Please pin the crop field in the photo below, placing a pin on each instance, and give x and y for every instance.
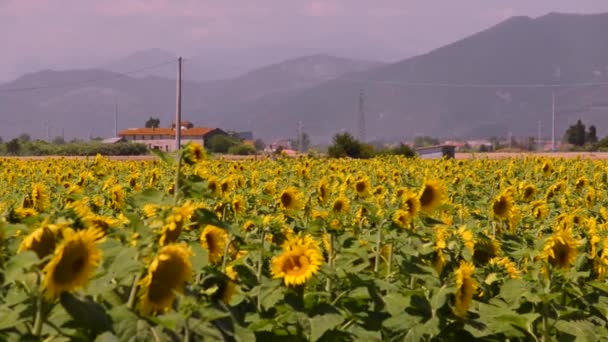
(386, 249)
...
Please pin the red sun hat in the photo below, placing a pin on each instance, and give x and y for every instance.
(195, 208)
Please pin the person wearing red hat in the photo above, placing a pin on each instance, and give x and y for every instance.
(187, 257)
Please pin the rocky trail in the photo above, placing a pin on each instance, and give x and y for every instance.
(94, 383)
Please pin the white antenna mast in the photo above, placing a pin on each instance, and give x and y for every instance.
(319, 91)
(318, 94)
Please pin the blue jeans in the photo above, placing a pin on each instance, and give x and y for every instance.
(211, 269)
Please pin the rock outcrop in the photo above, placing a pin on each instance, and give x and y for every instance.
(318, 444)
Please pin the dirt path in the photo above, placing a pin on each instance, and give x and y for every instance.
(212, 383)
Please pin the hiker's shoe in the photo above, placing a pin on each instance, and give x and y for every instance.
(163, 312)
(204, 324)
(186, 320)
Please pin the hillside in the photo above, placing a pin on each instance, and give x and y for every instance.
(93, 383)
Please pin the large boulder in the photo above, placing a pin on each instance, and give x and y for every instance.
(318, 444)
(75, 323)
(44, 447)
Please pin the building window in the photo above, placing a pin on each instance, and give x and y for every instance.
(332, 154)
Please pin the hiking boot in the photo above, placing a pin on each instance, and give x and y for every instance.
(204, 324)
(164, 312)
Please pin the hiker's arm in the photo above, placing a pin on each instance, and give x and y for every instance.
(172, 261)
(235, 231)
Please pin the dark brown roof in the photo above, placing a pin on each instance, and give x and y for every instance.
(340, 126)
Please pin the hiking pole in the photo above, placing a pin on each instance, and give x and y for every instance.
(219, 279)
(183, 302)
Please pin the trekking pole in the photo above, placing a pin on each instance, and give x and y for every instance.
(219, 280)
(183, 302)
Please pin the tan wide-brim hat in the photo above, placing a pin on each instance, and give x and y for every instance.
--
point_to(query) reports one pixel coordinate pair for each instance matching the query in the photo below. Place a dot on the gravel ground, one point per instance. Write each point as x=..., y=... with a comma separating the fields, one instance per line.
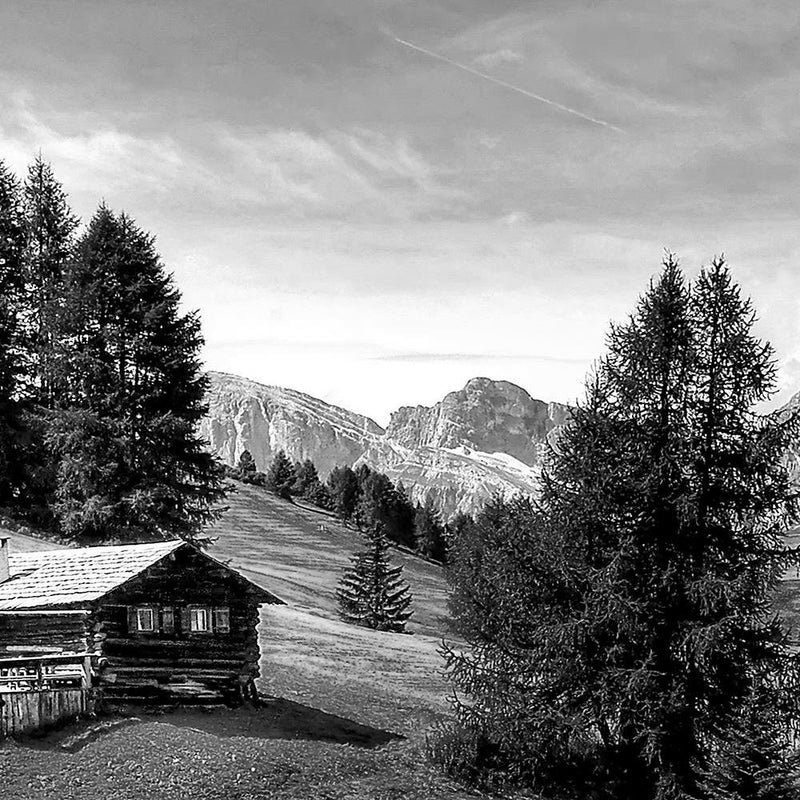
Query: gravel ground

## EXERCISE GOAL
Copy out the data exactly, starting at the line that contains "Please pin the hiking boot" and ending at the line that contains "Please pin the tan", with both of those lines included.

## RESULT
Please pin the hiking boot in the photo above, placing a pin on each instance, and give x and y for every instance.
(204, 324)
(164, 312)
Please pin the hiker's arm in the photo above, placing a pin on each instance, and give x and y for every instance.
(172, 261)
(235, 231)
Please pin the dark brown roof in the photo above, placing a pin on each instance, and give x and y for every instance.
(340, 126)
Please pin the hiking pole in the photo above, placing a pin on each instance, and give x and y for every instance.
(219, 279)
(183, 302)
Please pin the trekking pole in the photo above, placing a pin on each instance, and give x and y for every instance.
(219, 280)
(183, 302)
Please pin the tan wide-brim hat in the photo above, placing a pin on each instance, and give x and y for every instance.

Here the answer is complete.